## START Source
[Coco] the final stage of optimization
Wayne Campbell
asa.rand at yahoo.com
Fri Nov 20 23:32:33 EST 2009
It would be nice to keep the data in ram. I have been toying with the idea of trying to use GFX2's buffer commands to see if I can use them to store the records in memory and work on them there. Then I would only need to create the file when it was ready to be saved. I'm really uneducated in terms of things like indexing and linked-lists and the like. If you wouldn't mind, could you explain the index with keys and record positions idea? It sounds interesting.
Wayne
________________________________
From: Aaron Wolfe <aawolfe at gmail.com>
To: CoCoList for Color Computer Enthusiasts <coco at maltedmedia.com>
Sent: Fri, November 20, 2009 8:46:09 AM
Subject: Re: [Coco] the final stage of optimization
Hi, I don't know your project well enough to be sure, but this seems
like a situation where keeping the data in ram, or at least an index
with the keys and record positions, would be worth the space. Have
you considered something like that?
## END Source
Task requirements: Render this sentence from the mailing-list post into Spanish: "Then I would only need to create the file when it was ready to be saved."
## START Information given
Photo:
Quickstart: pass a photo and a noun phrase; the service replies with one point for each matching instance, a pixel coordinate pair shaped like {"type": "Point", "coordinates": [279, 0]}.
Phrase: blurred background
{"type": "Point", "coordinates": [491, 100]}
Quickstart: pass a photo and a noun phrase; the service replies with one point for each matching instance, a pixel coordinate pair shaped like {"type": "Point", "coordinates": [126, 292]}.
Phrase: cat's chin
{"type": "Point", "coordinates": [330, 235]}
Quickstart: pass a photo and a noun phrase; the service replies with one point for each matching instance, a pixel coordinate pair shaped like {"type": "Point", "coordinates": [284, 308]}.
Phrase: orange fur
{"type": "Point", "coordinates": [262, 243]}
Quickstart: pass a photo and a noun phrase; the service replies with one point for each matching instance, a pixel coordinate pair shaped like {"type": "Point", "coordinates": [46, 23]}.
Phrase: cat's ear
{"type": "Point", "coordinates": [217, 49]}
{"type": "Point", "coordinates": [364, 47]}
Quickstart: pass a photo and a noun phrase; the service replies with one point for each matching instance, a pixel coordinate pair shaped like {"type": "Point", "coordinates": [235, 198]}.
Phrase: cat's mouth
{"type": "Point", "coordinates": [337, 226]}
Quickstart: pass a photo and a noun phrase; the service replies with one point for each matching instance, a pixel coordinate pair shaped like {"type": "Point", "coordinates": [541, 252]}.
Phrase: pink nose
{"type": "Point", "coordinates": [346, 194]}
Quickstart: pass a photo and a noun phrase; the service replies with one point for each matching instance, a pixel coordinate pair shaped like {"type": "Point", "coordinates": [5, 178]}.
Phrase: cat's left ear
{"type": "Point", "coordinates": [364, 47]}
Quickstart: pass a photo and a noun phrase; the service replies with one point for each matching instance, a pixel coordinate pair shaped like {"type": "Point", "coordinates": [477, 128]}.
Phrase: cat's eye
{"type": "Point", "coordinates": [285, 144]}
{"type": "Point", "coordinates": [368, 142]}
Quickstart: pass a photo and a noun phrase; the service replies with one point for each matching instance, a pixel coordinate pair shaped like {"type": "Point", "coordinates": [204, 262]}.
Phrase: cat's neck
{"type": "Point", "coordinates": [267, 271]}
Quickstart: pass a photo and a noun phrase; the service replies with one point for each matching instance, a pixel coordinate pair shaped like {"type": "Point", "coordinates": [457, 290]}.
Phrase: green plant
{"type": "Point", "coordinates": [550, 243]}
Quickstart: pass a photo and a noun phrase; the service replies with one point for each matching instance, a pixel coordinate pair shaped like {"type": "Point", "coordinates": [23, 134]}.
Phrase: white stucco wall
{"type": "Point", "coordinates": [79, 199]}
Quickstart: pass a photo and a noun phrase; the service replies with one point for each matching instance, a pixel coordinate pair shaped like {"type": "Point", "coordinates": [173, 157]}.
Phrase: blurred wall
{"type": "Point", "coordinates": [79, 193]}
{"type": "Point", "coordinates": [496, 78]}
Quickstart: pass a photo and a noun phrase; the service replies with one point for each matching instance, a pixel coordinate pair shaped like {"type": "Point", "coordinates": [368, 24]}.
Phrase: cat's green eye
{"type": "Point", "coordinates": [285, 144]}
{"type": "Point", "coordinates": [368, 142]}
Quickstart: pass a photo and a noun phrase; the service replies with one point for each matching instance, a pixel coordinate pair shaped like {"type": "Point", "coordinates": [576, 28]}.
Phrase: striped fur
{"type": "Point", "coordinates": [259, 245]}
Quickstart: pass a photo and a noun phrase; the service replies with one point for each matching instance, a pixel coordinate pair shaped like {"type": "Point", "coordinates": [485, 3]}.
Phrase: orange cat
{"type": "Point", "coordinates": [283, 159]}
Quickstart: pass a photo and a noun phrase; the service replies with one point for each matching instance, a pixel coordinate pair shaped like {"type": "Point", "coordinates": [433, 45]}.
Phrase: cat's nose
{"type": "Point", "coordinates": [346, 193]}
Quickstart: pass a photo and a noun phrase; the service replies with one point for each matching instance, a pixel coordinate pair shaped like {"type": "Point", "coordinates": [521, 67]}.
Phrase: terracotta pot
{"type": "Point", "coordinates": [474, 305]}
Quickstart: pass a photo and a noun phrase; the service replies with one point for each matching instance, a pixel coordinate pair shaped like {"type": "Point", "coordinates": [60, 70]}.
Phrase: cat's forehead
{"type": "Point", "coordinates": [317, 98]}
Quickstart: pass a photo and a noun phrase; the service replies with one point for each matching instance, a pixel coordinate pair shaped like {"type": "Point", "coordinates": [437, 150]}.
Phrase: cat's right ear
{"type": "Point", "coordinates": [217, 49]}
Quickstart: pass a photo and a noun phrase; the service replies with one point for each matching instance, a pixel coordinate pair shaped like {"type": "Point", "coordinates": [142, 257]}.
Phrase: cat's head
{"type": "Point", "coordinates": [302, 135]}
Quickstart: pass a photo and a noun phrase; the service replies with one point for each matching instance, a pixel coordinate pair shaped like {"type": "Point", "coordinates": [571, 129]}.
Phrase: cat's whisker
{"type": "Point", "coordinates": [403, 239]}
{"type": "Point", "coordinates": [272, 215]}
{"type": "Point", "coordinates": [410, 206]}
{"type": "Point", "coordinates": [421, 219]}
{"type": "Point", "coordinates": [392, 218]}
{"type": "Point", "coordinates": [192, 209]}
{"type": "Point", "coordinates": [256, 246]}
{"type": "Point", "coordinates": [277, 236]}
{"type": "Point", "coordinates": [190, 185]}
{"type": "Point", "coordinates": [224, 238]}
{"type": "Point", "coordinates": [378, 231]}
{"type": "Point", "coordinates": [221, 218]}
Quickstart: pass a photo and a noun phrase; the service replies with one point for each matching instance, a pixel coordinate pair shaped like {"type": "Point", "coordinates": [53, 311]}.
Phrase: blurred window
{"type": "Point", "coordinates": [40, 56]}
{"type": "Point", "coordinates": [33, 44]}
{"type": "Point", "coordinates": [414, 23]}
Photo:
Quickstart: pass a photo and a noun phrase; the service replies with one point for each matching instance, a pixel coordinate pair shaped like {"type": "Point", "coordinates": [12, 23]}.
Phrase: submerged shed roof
## END Information given
Written answer: Entonces solo necesitaría crear el archivo cuando estuviera listo para guardarse.